Exercise materials:
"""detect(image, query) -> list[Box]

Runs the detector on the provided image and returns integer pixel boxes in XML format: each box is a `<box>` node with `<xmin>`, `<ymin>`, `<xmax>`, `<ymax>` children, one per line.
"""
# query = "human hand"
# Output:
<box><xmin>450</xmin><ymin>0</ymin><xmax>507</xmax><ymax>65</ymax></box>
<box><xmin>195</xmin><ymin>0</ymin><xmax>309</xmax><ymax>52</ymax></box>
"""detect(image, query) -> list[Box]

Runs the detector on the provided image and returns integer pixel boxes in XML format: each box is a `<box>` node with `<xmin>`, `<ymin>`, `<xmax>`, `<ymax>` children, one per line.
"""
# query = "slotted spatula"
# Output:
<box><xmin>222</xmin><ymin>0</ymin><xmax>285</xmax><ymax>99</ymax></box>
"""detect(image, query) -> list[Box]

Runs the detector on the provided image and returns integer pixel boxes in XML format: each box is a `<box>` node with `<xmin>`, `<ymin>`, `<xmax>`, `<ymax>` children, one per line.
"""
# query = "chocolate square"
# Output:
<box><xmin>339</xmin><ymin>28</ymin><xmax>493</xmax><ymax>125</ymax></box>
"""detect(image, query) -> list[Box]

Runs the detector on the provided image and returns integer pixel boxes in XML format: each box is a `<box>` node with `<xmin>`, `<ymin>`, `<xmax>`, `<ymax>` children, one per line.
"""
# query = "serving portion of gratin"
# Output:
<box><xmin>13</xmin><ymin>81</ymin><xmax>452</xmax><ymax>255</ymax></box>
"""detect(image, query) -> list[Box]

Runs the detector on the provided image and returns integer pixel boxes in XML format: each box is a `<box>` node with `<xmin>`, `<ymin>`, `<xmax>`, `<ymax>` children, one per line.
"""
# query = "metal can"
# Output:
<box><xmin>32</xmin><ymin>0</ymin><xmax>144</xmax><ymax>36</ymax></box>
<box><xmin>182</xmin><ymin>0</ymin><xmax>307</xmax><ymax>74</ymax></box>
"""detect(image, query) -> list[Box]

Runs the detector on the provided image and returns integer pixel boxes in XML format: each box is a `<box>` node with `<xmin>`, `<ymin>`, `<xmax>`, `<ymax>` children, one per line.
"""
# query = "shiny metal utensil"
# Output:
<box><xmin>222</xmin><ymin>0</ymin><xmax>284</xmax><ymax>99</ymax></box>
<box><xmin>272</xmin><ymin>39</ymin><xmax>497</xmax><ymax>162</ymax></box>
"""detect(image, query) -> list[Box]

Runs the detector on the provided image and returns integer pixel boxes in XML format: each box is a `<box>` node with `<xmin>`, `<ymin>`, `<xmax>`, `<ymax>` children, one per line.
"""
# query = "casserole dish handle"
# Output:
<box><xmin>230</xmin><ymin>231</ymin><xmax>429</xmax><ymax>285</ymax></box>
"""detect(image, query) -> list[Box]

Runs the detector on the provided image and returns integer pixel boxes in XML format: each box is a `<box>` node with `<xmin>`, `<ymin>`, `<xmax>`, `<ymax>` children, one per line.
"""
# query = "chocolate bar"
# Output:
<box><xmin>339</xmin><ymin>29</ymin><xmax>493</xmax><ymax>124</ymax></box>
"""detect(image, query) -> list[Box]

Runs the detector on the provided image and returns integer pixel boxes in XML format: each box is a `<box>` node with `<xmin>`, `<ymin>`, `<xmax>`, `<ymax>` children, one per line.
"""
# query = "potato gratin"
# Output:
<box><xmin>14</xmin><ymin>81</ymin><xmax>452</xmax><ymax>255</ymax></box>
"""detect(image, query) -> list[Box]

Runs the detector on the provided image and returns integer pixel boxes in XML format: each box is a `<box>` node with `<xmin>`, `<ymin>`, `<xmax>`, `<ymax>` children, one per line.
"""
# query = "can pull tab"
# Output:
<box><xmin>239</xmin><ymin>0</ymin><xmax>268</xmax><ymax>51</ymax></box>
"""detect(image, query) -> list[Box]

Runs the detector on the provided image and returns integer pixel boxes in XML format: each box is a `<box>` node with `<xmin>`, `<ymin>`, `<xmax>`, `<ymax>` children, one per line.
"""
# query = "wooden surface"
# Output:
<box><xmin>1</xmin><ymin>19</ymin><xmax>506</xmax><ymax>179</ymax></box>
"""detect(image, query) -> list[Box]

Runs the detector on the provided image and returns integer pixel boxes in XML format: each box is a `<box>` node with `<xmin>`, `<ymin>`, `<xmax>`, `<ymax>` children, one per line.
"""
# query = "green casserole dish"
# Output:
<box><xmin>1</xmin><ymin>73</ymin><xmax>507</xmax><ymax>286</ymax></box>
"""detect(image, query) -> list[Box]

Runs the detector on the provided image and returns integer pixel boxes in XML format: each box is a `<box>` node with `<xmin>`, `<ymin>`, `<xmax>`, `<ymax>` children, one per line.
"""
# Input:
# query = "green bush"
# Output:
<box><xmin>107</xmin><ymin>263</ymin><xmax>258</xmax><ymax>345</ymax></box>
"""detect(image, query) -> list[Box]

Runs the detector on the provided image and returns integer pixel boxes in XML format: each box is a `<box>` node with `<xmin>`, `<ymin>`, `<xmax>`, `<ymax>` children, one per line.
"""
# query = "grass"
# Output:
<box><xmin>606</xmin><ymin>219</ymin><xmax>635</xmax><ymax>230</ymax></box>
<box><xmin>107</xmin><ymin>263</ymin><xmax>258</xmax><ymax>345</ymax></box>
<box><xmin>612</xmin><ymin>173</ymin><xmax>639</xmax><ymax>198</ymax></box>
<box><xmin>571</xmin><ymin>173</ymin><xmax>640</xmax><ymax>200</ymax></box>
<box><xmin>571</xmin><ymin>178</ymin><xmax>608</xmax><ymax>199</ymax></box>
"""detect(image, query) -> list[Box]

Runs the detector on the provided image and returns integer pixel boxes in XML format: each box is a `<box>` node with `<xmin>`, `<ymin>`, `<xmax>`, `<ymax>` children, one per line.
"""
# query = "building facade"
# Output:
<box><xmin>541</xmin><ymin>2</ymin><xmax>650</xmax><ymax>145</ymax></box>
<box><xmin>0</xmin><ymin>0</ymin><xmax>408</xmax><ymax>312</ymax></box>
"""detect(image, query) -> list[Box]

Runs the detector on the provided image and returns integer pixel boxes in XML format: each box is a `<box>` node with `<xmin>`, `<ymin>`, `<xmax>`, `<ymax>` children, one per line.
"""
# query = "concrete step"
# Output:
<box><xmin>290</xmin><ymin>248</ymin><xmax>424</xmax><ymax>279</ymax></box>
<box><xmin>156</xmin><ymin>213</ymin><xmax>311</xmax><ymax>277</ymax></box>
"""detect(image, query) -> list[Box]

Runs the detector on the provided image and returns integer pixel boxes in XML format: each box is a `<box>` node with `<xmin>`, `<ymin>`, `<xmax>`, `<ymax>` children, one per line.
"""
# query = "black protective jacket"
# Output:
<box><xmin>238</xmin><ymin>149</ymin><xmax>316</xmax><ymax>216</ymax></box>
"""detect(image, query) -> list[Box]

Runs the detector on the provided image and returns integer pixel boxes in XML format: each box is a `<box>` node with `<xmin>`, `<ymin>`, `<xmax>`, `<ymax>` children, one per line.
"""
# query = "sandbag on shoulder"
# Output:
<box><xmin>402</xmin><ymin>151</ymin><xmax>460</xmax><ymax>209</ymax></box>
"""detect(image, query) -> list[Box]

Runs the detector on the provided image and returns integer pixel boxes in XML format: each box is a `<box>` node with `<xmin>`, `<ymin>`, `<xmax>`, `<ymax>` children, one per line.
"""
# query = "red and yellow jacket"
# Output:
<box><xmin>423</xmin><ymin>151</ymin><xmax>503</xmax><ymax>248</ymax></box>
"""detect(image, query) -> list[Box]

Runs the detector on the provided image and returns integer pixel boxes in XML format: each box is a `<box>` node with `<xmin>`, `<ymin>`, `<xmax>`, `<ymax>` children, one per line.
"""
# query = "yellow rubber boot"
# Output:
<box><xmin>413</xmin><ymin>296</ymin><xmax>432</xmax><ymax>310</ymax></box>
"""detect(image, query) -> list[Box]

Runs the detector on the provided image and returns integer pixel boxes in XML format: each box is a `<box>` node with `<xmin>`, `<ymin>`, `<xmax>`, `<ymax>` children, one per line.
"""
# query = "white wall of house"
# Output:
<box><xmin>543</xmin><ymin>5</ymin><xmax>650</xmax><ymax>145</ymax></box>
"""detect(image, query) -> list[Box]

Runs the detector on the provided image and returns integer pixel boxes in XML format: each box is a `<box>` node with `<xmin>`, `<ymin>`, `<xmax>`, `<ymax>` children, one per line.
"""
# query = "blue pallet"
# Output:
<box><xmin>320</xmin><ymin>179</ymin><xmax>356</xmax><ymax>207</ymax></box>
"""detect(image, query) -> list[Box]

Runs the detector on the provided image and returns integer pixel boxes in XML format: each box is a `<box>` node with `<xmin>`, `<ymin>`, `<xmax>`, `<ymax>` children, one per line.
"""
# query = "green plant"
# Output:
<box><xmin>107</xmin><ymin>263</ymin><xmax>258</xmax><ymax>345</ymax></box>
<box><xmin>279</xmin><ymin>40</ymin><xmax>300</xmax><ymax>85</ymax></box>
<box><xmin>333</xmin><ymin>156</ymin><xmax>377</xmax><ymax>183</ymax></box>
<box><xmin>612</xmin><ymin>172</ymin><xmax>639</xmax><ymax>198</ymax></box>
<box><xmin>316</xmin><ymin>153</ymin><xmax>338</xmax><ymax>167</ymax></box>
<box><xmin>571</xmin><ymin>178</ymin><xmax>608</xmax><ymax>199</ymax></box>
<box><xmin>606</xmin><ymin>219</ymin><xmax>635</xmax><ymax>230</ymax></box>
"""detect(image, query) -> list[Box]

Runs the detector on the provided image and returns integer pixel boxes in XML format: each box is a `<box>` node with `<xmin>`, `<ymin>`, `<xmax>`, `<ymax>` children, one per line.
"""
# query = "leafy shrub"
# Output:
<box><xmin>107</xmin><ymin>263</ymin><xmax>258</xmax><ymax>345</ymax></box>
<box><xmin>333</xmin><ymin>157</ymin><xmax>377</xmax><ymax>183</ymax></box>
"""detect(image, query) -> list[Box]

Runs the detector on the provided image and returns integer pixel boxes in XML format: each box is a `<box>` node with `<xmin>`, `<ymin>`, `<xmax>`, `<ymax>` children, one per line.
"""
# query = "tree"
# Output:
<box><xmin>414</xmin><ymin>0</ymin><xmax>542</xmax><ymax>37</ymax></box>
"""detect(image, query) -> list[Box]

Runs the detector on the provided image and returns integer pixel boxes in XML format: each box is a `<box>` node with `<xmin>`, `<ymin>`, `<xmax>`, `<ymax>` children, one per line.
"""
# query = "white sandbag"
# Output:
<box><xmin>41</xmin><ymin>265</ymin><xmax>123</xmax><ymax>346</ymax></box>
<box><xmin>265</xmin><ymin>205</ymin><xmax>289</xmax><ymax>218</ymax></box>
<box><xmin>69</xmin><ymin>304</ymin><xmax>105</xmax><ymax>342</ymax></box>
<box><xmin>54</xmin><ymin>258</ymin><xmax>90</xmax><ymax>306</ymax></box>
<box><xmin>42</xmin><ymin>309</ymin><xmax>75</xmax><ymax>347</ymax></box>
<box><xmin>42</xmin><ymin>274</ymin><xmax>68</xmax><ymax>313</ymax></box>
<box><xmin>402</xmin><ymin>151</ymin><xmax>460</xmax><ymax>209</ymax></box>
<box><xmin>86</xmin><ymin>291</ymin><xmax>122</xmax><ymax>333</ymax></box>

Instructions to follow:
Scan the listing for the string "gratin". Copy each line that has it.

Answer below:
# query = "serving portion of gratin"
# query = "potato gratin"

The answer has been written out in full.